> **Your objective**
Write out exactly the lines running from the line that includes "photo. Category: meadow" to the end of the data, both ends included, and nothing besides.

Point-based annotation data
--*--

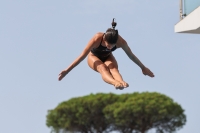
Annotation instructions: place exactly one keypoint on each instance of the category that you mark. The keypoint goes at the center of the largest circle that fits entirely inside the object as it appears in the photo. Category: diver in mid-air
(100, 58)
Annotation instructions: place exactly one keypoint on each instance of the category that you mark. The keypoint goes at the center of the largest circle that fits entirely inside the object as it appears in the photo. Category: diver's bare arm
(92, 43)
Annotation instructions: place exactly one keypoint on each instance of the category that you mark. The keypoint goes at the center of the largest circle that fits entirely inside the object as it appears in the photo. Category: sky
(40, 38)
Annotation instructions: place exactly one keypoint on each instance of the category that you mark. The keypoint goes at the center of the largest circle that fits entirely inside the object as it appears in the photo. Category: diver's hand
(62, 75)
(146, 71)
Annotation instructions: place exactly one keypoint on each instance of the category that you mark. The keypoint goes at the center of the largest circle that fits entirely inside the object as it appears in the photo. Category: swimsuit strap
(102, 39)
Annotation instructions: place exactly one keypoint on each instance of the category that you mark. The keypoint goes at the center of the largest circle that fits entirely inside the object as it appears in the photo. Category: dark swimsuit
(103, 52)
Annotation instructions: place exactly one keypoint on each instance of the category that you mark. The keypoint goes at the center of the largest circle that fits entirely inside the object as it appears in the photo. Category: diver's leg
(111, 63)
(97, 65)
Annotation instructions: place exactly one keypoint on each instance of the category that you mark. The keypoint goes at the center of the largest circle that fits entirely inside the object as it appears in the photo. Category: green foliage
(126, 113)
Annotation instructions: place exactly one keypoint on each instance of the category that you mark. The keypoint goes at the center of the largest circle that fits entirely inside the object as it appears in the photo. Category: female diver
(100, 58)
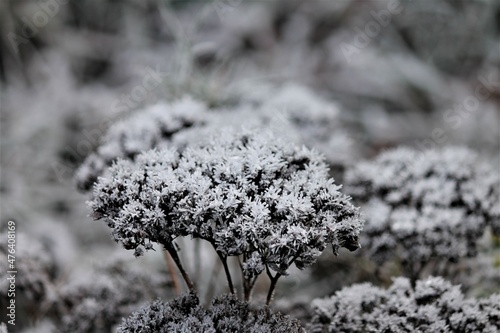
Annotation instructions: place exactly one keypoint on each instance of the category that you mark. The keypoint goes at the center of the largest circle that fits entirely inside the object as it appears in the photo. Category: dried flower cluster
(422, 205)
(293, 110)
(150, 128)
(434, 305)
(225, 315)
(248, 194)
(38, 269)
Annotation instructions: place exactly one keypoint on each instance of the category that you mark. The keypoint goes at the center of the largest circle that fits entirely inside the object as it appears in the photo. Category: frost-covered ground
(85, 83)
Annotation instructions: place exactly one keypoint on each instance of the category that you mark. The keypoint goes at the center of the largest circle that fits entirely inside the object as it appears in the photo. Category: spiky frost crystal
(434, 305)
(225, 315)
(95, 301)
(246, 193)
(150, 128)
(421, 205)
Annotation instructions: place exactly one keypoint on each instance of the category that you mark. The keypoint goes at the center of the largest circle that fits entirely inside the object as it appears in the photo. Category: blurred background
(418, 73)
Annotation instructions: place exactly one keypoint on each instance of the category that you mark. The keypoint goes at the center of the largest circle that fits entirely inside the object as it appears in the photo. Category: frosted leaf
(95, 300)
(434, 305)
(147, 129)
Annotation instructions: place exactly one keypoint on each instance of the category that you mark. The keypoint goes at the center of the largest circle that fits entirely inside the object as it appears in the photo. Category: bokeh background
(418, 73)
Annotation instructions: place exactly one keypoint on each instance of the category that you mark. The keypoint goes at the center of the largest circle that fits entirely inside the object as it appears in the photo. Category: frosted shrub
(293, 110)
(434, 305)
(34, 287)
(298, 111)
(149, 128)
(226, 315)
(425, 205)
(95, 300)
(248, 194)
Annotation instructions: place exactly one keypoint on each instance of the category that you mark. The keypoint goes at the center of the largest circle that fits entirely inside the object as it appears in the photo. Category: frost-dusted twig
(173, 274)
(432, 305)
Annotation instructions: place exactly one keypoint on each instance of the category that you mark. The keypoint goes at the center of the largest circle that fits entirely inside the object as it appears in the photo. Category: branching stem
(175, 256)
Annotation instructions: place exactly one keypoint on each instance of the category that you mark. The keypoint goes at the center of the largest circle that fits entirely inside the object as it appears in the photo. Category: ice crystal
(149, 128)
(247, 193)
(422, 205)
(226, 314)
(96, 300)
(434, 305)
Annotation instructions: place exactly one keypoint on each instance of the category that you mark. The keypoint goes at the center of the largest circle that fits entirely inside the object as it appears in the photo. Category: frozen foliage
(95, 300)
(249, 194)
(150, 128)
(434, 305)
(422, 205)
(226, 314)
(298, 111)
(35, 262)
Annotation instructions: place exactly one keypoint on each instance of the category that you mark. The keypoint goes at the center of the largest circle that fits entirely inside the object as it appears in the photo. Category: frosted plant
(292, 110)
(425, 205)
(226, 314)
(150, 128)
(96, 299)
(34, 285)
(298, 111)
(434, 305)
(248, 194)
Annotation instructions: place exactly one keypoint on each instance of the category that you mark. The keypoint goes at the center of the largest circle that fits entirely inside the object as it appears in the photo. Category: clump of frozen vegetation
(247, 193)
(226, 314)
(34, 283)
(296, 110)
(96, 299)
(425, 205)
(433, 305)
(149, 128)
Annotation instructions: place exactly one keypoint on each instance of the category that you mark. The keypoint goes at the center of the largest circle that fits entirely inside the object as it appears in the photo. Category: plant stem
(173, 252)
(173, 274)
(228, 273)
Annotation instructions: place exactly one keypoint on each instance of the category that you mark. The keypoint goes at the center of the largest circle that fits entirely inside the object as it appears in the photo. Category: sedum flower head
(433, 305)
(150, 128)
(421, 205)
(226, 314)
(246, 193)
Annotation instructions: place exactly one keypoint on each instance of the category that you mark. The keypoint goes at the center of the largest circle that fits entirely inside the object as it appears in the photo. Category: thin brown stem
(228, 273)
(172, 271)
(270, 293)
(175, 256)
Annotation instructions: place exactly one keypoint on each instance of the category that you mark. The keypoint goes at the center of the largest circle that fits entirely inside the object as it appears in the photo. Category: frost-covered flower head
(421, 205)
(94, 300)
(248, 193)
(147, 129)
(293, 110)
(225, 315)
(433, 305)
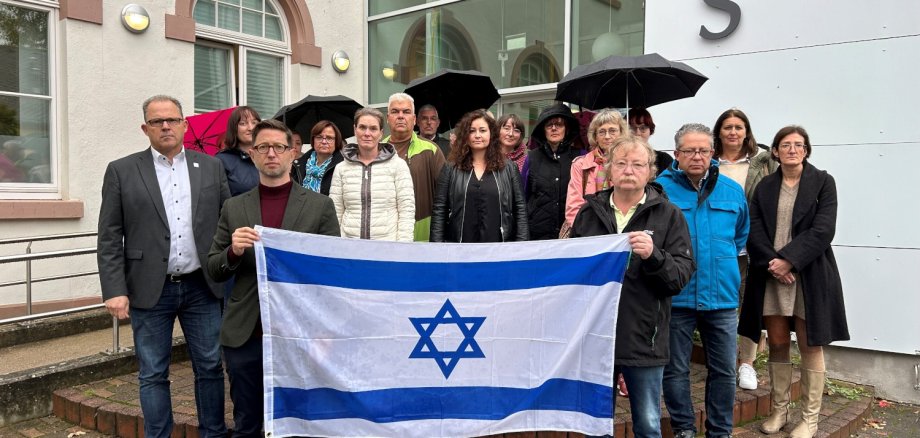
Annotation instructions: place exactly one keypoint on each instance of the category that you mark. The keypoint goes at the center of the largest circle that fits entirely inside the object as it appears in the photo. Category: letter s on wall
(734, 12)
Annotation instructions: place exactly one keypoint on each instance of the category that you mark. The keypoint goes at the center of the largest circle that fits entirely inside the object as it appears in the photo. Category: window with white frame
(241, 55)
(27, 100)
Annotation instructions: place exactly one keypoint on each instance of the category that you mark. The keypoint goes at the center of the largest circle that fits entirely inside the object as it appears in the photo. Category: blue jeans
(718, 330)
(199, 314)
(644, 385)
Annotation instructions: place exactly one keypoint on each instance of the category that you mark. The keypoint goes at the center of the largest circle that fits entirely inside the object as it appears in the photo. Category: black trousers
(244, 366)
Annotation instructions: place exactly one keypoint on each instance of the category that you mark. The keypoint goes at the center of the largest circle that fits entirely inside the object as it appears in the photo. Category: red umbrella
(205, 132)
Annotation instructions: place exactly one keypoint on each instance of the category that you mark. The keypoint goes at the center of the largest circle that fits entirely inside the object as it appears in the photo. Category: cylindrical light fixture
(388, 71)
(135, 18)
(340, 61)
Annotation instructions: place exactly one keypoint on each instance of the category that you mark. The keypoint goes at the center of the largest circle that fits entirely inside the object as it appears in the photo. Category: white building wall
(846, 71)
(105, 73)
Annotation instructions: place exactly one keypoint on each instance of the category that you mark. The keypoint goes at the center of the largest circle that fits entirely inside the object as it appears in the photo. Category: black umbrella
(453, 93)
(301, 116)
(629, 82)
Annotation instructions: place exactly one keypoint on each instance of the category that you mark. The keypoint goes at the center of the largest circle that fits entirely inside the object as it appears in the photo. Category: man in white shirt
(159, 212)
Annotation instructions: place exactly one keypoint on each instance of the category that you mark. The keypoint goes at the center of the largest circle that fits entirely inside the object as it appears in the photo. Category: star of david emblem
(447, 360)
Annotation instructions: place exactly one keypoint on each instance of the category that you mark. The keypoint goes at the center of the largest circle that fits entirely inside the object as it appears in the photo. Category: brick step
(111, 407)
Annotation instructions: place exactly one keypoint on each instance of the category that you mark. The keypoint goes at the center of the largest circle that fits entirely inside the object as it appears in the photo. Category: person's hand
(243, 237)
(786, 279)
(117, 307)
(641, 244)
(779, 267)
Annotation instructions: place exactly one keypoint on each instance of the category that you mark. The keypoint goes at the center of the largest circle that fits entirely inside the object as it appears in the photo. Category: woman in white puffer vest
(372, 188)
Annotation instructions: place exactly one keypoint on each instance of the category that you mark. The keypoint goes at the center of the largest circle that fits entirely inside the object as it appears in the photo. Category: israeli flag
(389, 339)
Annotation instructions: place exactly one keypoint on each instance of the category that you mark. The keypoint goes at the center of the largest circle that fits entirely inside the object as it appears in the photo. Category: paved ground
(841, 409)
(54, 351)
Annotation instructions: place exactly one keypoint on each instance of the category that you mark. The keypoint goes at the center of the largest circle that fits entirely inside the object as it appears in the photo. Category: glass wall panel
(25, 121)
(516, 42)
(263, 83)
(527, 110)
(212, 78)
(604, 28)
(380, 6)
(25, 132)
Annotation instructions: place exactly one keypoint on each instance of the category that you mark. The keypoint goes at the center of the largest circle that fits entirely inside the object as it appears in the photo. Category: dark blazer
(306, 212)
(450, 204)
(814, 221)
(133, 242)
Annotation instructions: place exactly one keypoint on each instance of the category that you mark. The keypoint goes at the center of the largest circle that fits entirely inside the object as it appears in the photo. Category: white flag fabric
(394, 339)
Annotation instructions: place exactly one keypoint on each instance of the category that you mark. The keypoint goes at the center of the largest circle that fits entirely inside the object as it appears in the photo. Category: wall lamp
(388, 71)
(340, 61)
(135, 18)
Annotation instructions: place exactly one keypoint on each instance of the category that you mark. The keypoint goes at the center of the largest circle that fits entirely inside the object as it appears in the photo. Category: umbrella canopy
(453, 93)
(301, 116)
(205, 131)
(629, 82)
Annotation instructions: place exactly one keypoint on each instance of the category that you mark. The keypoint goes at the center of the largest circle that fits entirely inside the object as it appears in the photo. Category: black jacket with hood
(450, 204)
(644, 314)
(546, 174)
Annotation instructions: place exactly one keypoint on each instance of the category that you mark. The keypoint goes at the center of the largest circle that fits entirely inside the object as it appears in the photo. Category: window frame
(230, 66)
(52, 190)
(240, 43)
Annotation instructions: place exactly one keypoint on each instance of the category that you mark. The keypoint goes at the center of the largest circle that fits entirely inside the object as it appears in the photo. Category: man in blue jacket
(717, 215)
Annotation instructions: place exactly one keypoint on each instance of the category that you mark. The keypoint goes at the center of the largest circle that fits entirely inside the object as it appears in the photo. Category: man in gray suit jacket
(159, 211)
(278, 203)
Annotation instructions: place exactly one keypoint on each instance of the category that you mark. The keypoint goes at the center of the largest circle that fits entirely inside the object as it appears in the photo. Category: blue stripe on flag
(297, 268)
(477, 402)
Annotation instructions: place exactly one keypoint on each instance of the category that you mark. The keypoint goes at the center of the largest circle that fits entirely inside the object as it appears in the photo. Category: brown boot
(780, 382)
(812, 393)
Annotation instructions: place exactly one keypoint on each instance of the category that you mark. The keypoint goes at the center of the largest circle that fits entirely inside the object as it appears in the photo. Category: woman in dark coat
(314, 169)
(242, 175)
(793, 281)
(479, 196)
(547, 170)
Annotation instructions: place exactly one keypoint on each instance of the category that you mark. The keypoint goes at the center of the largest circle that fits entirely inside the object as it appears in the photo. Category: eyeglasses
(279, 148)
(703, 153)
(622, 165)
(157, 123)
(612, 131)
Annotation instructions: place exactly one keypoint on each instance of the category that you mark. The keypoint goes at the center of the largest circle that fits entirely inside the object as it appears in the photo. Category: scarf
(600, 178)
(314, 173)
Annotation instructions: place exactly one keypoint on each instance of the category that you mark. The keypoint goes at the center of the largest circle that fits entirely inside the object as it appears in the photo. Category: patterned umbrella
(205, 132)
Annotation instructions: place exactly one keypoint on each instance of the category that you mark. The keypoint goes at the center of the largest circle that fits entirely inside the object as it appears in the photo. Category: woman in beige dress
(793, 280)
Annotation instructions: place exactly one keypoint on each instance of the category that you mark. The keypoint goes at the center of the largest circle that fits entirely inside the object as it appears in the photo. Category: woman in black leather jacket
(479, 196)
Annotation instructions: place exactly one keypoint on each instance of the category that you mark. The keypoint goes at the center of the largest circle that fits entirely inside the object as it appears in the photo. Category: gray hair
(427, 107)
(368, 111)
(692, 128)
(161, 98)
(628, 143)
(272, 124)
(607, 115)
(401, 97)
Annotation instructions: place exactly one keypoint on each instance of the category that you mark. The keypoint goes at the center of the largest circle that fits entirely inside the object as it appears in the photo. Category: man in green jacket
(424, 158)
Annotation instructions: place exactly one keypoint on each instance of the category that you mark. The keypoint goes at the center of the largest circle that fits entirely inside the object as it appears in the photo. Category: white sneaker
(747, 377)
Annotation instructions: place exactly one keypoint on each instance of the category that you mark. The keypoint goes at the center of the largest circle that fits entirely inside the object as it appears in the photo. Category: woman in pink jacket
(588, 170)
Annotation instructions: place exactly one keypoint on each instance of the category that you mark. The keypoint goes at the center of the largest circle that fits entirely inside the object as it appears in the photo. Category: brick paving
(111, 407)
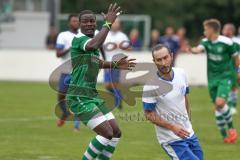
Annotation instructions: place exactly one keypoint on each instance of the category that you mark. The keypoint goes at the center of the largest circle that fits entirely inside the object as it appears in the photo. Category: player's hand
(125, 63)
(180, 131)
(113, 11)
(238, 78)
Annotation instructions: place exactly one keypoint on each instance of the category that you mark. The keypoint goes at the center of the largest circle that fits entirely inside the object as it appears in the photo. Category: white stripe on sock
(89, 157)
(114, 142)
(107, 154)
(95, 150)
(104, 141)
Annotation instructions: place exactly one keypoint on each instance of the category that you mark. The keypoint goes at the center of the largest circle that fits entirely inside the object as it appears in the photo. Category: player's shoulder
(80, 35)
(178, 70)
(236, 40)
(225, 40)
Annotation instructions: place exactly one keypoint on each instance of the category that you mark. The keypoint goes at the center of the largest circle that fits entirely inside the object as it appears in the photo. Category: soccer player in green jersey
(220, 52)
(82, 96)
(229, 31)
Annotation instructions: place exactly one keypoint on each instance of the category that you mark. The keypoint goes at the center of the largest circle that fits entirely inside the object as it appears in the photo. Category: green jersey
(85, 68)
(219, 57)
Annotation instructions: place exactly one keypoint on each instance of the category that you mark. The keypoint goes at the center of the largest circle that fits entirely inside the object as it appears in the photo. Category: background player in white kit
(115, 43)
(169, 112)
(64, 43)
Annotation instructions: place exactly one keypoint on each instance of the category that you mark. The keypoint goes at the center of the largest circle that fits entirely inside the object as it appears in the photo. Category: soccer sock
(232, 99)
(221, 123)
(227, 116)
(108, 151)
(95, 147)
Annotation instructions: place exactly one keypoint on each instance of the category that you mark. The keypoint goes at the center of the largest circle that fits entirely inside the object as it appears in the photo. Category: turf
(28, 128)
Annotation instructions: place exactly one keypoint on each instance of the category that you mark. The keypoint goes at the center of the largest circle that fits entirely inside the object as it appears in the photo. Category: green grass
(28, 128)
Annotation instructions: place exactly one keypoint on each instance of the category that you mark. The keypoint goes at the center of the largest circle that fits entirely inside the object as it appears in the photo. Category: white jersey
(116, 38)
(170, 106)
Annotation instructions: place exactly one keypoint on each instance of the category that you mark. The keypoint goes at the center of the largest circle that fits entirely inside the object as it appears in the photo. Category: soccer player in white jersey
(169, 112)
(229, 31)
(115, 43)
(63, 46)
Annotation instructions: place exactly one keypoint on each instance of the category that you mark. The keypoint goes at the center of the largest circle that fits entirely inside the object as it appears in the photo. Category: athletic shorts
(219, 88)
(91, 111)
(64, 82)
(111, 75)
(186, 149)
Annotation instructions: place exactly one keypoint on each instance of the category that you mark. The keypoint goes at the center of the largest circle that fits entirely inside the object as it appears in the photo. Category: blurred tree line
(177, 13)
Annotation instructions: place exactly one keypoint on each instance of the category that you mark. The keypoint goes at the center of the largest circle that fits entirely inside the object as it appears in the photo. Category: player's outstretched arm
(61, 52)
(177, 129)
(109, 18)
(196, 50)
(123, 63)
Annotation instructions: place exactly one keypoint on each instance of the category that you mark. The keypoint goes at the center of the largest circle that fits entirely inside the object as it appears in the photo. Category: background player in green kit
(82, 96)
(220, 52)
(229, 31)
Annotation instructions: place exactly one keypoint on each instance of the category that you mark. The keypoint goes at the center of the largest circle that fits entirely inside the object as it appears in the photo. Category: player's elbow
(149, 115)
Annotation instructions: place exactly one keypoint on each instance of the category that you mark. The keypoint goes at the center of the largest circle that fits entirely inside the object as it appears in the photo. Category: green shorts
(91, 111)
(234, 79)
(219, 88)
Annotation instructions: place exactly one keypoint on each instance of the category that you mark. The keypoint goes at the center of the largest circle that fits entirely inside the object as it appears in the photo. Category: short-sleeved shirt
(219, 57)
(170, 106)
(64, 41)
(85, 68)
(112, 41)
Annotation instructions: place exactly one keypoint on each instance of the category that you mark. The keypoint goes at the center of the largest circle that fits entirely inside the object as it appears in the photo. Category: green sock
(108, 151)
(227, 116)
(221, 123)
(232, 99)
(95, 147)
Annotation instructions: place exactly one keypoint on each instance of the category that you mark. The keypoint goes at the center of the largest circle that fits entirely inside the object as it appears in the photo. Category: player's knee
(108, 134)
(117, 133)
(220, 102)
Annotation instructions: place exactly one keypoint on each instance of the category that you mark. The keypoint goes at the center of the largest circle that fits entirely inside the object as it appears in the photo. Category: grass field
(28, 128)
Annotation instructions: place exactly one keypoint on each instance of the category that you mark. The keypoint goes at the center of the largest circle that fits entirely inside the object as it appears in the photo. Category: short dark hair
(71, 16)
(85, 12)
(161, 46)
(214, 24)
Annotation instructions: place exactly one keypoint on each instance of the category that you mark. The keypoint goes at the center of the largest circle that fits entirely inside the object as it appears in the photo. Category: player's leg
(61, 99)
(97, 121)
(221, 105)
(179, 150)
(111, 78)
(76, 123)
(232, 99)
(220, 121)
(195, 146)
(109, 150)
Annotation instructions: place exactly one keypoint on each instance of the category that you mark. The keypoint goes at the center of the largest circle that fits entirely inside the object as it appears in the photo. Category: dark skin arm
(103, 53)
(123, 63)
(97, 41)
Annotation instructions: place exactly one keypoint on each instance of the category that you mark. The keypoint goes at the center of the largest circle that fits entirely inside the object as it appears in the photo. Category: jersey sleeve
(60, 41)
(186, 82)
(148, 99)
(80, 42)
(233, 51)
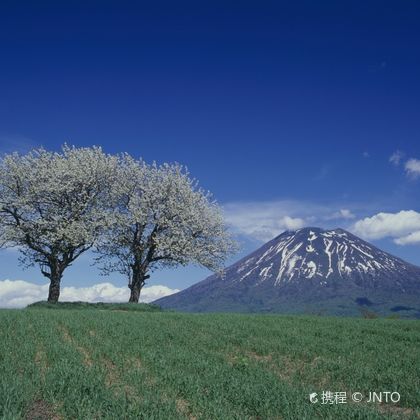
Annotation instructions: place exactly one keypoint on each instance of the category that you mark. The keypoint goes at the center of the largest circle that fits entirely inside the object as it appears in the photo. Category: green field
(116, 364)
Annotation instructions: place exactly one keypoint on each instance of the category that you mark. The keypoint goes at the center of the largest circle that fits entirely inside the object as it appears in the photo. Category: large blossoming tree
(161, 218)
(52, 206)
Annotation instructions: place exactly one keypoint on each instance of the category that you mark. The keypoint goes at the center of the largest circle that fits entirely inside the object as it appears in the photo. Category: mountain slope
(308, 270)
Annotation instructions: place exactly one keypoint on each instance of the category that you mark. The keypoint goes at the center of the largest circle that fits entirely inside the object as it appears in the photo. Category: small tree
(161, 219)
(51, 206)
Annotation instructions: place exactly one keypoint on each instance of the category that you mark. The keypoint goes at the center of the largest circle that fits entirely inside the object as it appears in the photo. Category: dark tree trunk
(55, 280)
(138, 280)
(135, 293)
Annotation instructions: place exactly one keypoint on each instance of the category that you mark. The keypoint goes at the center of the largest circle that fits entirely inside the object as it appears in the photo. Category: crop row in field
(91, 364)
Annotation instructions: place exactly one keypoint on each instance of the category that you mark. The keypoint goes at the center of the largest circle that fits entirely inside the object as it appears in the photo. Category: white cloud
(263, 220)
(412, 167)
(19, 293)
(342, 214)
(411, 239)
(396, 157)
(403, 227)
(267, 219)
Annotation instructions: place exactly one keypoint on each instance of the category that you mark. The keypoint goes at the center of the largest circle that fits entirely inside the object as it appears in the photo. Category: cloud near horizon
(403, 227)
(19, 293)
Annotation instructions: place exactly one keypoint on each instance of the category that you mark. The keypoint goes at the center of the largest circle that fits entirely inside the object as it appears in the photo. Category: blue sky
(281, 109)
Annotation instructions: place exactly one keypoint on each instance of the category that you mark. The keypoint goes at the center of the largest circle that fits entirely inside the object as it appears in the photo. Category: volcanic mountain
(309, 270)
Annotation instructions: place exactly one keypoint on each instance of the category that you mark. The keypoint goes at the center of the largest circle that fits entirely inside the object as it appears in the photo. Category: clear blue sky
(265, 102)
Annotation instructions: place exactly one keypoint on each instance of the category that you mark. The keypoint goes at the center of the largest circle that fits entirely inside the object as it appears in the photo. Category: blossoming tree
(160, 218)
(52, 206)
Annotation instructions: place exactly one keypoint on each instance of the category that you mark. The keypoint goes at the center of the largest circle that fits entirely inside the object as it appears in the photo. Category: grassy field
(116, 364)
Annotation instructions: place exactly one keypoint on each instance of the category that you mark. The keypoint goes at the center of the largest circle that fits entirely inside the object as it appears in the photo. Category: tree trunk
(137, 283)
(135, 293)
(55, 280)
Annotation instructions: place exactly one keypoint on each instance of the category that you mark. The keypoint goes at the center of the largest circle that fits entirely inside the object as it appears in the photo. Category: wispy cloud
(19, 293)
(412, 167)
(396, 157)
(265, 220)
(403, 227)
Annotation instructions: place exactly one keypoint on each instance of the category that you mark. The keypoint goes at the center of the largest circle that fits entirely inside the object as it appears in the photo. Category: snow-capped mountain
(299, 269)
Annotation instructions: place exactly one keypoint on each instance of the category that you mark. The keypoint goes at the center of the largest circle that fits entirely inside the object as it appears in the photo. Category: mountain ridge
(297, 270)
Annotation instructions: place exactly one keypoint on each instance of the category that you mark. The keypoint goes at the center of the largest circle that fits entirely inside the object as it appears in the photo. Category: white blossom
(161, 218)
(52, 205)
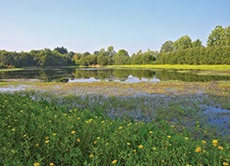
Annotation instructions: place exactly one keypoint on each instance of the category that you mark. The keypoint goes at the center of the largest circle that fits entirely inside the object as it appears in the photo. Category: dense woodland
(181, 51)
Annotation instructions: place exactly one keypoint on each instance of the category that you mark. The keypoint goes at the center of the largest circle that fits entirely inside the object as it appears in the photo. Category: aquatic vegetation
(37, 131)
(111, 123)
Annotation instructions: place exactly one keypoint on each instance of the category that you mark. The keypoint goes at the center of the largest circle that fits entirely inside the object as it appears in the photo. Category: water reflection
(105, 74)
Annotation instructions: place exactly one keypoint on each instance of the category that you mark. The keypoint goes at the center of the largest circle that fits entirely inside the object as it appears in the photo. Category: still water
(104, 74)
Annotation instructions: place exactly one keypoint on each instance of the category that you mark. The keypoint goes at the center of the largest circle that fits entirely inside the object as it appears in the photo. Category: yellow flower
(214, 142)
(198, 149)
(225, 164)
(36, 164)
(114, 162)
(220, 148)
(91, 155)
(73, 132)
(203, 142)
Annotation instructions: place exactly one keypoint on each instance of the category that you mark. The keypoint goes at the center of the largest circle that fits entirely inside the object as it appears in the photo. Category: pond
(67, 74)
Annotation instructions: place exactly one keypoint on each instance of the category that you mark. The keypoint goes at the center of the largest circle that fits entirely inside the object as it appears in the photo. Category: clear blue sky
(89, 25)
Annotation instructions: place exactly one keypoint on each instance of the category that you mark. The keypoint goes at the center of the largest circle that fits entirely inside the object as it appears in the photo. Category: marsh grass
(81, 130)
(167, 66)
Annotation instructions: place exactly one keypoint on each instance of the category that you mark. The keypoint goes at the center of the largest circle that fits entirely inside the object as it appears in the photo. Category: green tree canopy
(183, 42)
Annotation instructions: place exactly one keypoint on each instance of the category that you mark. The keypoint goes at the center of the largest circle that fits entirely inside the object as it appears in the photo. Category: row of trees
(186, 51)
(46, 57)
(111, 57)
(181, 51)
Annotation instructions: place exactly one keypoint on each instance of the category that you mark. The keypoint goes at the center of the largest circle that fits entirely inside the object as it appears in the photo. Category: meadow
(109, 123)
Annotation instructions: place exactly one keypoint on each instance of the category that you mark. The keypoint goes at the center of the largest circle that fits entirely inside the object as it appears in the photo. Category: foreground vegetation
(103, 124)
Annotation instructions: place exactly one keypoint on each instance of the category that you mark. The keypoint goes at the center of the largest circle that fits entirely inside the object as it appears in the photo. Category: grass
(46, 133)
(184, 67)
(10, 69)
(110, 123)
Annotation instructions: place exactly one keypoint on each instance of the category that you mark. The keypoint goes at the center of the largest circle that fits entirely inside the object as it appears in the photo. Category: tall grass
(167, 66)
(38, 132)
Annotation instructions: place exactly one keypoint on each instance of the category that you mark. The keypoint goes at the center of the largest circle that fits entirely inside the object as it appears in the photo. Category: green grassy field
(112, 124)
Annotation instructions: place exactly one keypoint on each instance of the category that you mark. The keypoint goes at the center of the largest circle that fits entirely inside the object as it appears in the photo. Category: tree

--*--

> **Result of the task**
Annotation instructions: place exactly one keypoint on each instance of the category that you mark. The keypoint goes at the center of the largest circle that fits entirely inside the object as it appears in the photo. Category: meadow
(109, 123)
Annotation instructions: place exactly one keypoint on each instance of the category that you mark. The keypoint goes at the center of the largest circle that fits entirely inside the object as it appears in the photo. Category: foreground vegetation
(103, 124)
Annotation instructions: place exactly one keypoint on each instance of the category that you mark. The keypoint goes at the center of the largest circle that fits entirely inside the object as it appears in the photo. Category: grass
(46, 133)
(184, 67)
(10, 69)
(110, 123)
Annotation instructions: place exactly one keypoint on each instance of the category that you mark. The keypoint goes at the center of the largest circle that fits entirely inside the object as it appears in the photo. Category: tall grass
(167, 66)
(38, 132)
Annotation instructions: place exactly one keypoint on each instance of the category that you mark. The keypoint goes at the center of the largest circle that fits entirely inside the object as it appears in the photo. Category: green grassy field
(112, 124)
Annotation instructions: place exactly one keypoint on each instance of the category that you mark. The keypoint goes at the center of the largest circle that fits entirely inside the object as it appears in the photo. Category: tree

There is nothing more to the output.